THE PROBLEM: Change every "fighter jet" to "military aircraft" in the stretch from the line containing "Check that every instance of the fighter" through the line containing "[[233, 273], [161, 110]]", and give those lines again with nothing else altered.

RECORDS FOR THIS TASK:
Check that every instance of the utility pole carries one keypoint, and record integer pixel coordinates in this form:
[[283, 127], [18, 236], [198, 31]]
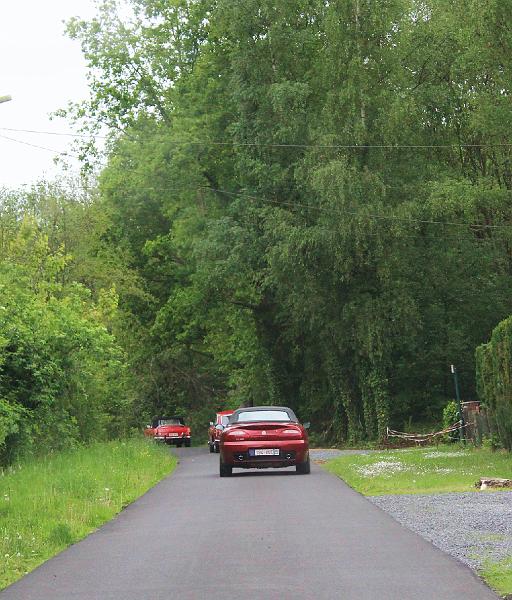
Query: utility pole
[[462, 424]]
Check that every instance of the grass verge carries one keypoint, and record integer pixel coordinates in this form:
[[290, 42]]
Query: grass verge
[[429, 471], [499, 576], [420, 470], [50, 503]]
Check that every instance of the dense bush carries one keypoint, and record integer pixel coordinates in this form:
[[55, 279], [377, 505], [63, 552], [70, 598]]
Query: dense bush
[[494, 379], [63, 378]]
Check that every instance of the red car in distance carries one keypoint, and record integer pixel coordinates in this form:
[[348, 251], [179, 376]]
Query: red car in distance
[[221, 418], [263, 437], [171, 430]]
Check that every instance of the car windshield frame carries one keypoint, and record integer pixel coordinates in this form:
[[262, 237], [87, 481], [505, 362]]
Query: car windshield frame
[[173, 422], [274, 414]]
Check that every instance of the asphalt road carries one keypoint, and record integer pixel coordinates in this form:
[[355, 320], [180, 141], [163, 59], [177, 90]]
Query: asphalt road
[[257, 535]]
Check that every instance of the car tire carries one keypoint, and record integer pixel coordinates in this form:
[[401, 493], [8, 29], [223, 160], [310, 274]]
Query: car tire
[[303, 468], [225, 470]]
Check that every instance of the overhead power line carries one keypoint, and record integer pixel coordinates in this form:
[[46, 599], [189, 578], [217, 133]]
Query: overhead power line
[[273, 145], [38, 147]]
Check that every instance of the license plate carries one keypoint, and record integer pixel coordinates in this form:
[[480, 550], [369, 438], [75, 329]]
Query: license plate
[[266, 452]]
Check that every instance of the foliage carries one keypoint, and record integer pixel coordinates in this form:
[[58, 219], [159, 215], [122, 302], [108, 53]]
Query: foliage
[[494, 367], [451, 416], [313, 200], [50, 503], [64, 379]]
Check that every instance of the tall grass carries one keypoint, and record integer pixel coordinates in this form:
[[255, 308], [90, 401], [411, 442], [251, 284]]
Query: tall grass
[[50, 503]]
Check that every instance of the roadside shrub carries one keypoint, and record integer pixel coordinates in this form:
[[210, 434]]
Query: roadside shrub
[[494, 379], [450, 416]]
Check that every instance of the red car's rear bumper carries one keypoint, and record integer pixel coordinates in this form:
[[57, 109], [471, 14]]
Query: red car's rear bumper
[[240, 454]]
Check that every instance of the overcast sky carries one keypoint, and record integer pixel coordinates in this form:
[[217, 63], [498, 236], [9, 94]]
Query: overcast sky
[[42, 70]]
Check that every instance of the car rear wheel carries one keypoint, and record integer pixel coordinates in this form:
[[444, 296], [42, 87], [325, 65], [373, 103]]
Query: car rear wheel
[[303, 468], [225, 470]]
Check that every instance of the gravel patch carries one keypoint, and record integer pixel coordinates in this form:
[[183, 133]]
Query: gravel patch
[[471, 526], [322, 454]]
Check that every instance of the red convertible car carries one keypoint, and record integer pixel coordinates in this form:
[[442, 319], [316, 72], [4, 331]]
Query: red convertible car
[[171, 430], [213, 433], [263, 437]]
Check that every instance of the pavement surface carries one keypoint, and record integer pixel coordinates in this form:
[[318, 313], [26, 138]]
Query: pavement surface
[[257, 535]]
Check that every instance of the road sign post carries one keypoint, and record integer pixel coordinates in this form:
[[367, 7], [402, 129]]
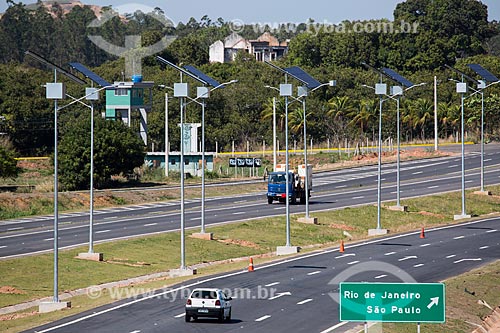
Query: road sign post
[[393, 302]]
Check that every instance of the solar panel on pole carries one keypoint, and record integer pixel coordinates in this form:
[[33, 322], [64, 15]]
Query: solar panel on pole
[[210, 81], [482, 72], [396, 77], [89, 74], [303, 76]]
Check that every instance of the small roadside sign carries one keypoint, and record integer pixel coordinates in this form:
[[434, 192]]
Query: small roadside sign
[[393, 302]]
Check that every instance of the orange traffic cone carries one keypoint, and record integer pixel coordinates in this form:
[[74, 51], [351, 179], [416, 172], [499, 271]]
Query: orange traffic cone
[[250, 265]]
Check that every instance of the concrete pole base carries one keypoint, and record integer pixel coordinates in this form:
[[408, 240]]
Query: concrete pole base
[[482, 192], [46, 307], [203, 235], [461, 217], [181, 272], [403, 209], [91, 256], [287, 250], [308, 220], [377, 232]]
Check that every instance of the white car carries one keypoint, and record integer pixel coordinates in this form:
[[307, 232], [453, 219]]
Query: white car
[[208, 302]]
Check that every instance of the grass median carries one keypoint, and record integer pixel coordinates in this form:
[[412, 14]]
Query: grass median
[[29, 278]]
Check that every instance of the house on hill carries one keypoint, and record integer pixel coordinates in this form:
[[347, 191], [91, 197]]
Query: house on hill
[[265, 48]]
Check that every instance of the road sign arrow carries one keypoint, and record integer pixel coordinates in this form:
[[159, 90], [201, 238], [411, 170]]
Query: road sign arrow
[[278, 295], [434, 302]]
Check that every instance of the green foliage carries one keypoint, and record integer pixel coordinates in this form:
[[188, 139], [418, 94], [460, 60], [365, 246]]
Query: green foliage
[[8, 163], [117, 149]]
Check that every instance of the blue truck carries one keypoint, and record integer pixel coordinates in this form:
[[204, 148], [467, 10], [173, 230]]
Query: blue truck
[[276, 184]]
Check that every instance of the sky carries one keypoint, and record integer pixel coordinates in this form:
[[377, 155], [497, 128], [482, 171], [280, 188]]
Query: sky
[[266, 11]]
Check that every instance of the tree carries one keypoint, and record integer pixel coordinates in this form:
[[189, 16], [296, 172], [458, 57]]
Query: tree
[[118, 150], [8, 163]]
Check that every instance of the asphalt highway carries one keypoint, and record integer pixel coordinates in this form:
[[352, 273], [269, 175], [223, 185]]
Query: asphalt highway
[[331, 190], [297, 295]]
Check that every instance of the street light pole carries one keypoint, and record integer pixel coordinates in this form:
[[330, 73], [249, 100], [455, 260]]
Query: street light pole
[[91, 227], [166, 136], [398, 201], [56, 203], [379, 181], [305, 159], [287, 169], [463, 153], [274, 135], [183, 246], [203, 166]]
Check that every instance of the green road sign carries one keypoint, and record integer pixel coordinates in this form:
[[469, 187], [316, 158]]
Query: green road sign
[[393, 302]]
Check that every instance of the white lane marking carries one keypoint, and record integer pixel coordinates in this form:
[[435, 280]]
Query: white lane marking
[[200, 282], [408, 258], [334, 327], [13, 229], [346, 255], [279, 295], [464, 260], [305, 301]]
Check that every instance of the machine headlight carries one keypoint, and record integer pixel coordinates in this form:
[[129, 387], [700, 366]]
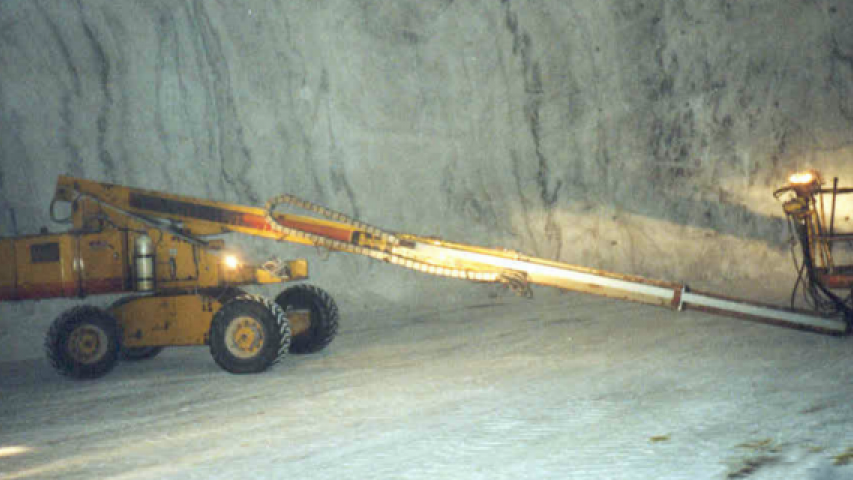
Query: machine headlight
[[804, 178]]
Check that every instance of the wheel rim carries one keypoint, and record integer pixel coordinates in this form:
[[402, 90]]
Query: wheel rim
[[87, 344], [244, 337]]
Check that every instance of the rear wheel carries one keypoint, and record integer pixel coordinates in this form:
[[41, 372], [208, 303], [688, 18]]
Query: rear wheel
[[83, 342], [323, 312], [249, 334]]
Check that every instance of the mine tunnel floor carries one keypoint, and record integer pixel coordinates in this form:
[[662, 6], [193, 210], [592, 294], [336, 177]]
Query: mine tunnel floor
[[561, 386]]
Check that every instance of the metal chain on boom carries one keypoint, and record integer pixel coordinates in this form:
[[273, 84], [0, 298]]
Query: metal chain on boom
[[393, 258]]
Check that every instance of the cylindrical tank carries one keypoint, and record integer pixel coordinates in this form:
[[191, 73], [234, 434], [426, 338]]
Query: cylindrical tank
[[143, 258]]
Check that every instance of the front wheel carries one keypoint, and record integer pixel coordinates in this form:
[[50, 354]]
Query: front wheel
[[249, 334], [323, 313], [83, 342]]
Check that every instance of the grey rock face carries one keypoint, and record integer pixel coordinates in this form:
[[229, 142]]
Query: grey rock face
[[644, 137]]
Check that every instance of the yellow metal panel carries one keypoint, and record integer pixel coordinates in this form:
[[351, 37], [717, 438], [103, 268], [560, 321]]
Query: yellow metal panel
[[8, 276], [166, 320], [44, 266], [102, 264]]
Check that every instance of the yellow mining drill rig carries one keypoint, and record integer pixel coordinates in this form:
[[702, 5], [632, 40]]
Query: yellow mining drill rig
[[184, 287]]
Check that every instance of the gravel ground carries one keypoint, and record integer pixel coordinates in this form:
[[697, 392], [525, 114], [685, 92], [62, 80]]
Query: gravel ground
[[563, 386]]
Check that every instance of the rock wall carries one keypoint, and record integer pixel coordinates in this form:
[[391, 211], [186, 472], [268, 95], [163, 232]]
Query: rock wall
[[643, 137]]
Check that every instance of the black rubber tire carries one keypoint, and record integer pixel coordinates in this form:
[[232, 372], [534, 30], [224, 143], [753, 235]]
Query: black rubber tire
[[274, 334], [135, 354], [80, 327], [324, 316]]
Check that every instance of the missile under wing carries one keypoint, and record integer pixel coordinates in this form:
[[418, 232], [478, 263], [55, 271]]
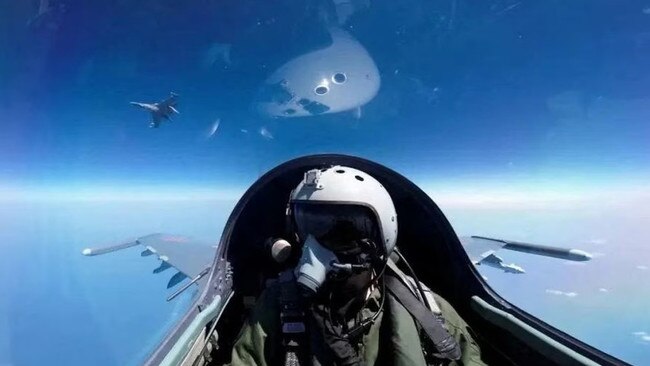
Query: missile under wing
[[192, 258]]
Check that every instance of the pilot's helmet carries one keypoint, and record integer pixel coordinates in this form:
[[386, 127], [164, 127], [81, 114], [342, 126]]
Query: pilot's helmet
[[340, 205]]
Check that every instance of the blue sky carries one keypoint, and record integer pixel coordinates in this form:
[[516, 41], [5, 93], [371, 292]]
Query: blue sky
[[498, 111]]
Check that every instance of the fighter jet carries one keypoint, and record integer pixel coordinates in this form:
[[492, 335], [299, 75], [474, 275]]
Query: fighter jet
[[233, 273], [161, 110]]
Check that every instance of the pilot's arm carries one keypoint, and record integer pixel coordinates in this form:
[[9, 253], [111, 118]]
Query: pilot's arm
[[256, 342], [458, 328]]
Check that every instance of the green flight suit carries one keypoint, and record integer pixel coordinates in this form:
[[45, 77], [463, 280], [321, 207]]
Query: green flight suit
[[260, 340]]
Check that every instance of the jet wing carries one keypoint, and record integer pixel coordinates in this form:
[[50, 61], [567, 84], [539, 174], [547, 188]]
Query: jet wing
[[481, 249], [192, 258], [169, 102], [155, 120]]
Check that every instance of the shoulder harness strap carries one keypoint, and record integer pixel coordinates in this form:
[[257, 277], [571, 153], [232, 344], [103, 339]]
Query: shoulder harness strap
[[292, 320], [432, 325]]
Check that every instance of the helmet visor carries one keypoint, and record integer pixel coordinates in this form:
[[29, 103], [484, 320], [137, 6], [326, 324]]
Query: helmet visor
[[336, 226]]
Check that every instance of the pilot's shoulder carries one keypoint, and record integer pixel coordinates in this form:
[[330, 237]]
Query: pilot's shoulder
[[446, 309]]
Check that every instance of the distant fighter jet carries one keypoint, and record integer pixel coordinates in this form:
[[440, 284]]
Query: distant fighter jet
[[161, 110]]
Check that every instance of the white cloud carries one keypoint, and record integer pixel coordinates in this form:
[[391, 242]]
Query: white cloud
[[554, 292], [558, 292]]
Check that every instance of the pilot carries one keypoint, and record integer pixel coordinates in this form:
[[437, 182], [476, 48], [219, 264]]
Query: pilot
[[344, 300]]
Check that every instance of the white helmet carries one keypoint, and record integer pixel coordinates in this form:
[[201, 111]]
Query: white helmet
[[324, 195]]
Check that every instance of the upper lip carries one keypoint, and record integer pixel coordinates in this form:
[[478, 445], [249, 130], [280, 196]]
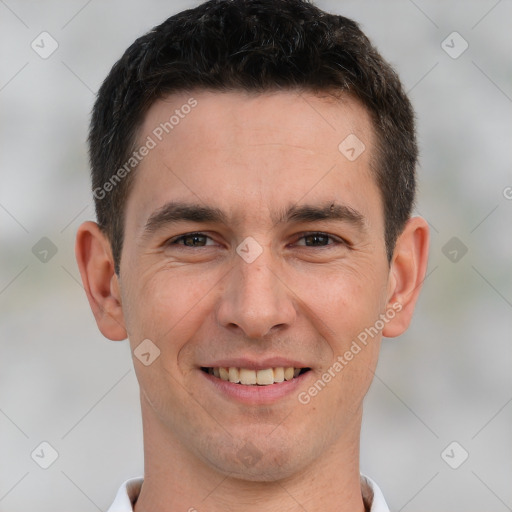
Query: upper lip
[[251, 364]]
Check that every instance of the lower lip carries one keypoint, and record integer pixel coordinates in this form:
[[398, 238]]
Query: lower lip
[[256, 395]]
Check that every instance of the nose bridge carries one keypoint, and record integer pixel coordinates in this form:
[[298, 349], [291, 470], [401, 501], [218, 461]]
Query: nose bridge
[[255, 299]]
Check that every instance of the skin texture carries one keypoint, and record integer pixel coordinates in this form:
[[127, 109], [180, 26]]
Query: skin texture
[[253, 156]]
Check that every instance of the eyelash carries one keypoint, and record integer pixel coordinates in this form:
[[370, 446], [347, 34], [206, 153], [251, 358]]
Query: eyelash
[[336, 240]]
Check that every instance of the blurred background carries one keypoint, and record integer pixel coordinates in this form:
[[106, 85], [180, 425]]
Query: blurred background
[[437, 426]]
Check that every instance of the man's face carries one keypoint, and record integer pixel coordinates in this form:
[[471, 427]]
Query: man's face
[[265, 286]]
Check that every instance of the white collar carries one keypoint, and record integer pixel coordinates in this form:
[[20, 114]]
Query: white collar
[[129, 491]]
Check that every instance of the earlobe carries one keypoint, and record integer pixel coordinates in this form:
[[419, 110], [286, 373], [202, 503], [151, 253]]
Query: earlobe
[[407, 273], [94, 258]]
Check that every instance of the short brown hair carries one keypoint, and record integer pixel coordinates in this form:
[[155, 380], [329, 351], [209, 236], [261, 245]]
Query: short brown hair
[[257, 46]]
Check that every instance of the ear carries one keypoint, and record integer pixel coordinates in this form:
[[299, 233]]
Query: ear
[[94, 257], [407, 273]]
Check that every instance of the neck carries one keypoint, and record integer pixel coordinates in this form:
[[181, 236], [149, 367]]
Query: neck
[[176, 480]]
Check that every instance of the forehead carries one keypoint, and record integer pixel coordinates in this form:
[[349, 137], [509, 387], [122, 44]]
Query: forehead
[[245, 149]]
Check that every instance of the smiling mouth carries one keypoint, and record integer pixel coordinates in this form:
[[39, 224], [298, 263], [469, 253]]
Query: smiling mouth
[[248, 377]]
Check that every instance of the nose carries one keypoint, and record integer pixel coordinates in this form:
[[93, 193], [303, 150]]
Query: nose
[[256, 298]]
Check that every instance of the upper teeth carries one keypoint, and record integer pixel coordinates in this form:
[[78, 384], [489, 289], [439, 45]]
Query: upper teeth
[[251, 377]]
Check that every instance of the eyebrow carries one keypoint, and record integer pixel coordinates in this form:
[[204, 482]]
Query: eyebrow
[[176, 211]]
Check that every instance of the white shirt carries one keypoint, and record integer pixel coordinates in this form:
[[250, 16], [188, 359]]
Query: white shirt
[[129, 492]]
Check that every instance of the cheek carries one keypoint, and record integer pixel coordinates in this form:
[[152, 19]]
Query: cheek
[[345, 299]]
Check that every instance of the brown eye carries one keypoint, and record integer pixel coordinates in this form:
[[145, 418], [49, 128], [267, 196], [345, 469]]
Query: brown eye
[[319, 240], [191, 240]]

SOLVED EXERCISE:
Check that every instance of the military aircraft carries one keypoint, and record integer pixel coordinates in this form:
[[492, 335], [299, 75], [474, 275]]
Query: military aircraft
[[233, 273], [161, 110]]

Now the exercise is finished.